Swift Parameters and Return Values Explained with Examples

Swift functions become much more useful when they can accept input and send results back. This article explains how parameters and return values work in Swift, how argument labels affect function calls, when to use default values or inout, and how to avoid the most common mistakes beginners make.

Quick answer: In Swift, parameters let a function receive values from the caller, and return values let the function send a result back. You define parameter names and types inside the function declaration, then optionally declare a return type after ->.

Difficulty: Beginner

Helpful to know first: basic Swift syntax, variables and constants, and simple types like String, Int, and Bool.

1. What Is Parameters & Return Values?

A Swift function can take input values and produce an output value. The input values are called parameters, and the output value is called the return value.

For example, a function that adds two numbers needs two parameters. A function that checks whether a number is even might return a Bool. A function that prints a greeting may not return anything at all.

### EXERCISE REQUIREMENTS
(A) In the Swift parameters article, where does a function's return type go?
(B) Pick up the Swift parameters article after its last sentence and keep writing it.
The collection entries play no role in this work.

[Collection entries]
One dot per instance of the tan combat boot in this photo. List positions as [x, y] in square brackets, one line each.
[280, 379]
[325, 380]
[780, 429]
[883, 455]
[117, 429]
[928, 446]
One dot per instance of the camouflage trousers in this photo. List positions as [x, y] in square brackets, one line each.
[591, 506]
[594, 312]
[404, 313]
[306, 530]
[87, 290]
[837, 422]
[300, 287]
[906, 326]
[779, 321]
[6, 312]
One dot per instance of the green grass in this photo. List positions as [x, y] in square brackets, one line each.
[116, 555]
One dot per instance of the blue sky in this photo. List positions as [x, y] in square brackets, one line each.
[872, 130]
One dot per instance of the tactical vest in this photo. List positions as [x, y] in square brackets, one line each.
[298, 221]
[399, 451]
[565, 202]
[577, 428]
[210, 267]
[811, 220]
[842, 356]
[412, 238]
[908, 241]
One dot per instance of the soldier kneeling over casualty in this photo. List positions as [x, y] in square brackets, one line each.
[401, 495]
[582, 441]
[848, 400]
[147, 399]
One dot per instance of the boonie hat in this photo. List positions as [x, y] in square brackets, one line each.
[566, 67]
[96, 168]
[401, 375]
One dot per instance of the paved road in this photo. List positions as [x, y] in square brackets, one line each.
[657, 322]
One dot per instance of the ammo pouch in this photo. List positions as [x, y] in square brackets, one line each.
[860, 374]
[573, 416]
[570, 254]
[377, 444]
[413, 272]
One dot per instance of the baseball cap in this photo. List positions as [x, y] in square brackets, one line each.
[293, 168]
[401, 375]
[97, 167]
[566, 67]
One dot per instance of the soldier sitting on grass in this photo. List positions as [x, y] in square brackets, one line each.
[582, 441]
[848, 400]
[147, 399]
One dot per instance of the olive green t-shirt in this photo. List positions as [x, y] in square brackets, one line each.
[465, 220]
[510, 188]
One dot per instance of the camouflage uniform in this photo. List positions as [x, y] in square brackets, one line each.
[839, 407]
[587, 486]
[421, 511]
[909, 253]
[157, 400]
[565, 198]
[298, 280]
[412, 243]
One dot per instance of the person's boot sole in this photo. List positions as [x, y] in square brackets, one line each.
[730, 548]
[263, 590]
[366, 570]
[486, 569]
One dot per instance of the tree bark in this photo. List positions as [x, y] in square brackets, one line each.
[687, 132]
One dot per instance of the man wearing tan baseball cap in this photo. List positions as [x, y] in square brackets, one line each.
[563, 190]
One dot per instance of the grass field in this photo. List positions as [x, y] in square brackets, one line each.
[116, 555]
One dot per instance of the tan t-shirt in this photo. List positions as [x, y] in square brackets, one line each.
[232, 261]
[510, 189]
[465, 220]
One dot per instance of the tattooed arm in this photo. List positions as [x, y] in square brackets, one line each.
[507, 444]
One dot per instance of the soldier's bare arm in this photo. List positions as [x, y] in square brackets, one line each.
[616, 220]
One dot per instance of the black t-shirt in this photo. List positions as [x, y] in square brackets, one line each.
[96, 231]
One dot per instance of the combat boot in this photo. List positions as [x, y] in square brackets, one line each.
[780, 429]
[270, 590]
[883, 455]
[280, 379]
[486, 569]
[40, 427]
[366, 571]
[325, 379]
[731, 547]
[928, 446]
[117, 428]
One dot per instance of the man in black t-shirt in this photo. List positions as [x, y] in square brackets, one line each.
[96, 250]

### OUTPUTS IN ORDER
(A) After -> in the function declaration.

(B)
In Swift, this topic is often confused with argument labels and parameter names. They are closely related but not identical. A parameter name is used inside the function body, while an argument label is used when calling the function. You will see that distinction throughout this article.

2. Why Parameters & Return Values Matters

Without parameters, functions would be limited to hard-coded values. Without return values, functions could do work but would have no clean way to hand back a result.

Parameters and return values matter because they help you write code that is:

You should use parameters whenever a function needs information from outside. You should use return values whenever the caller needs a result back. If a function only performs a side effect, such as printing to the console, a return value may not be needed.

3. Basic Syntax or Core Idea

Declaring a function with parameters

This example shows the basic structure of a function that receives two values.

func add(a: Int, b: Int) {
    print(a + b)
}

Here, a and b are parameters. Both are of type Int. This function does not return a value; it only prints one.

Declaring a function with a return value

To return a result, add -> followed by the return type.

func add(a: Int, b: Int) -> Int {
    return a + b
}

This function returns an Int instead of printing directly. That makes the function more flexible because the caller can store, print, or further process the result.

Calling the function

When you call the function, you pass arguments that match the parameters.

let total = add(a: 4, b: 6)
print(total)

The values 4 and 6 are arguments. They are passed into the parameters a and b.

4. Step-by-Step Examples

Example 1: A function with one parameter and no return value

This is the simplest useful pattern: give the function one input and let it perform an action.

func greet(name: String) {
    print("Hello, \(name)!")
}

greet(name: "Mina")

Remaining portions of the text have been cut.